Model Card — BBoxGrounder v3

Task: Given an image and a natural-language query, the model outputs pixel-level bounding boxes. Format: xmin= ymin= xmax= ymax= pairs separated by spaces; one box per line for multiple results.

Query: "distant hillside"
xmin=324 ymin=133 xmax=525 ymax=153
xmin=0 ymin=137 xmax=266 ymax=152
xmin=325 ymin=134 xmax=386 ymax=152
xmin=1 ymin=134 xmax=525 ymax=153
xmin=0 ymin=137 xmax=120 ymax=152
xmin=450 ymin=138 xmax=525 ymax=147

......

EXERCISE DESCRIPTION
Start at the first line and transcribe the data exactly through the last.

RESULT OF THIS TASK
Model Card — BBoxGrounder v3

Task: Given an image and a natural-language query, the model outputs pixel-level bounding boxes. Format: xmin= ymin= xmax= ymax= pairs separated by spaces; one box per line for multiple results.

Query: "distant hillside"
xmin=324 ymin=133 xmax=525 ymax=153
xmin=0 ymin=137 xmax=266 ymax=152
xmin=325 ymin=134 xmax=386 ymax=152
xmin=1 ymin=134 xmax=525 ymax=153
xmin=0 ymin=137 xmax=120 ymax=152
xmin=450 ymin=138 xmax=525 ymax=147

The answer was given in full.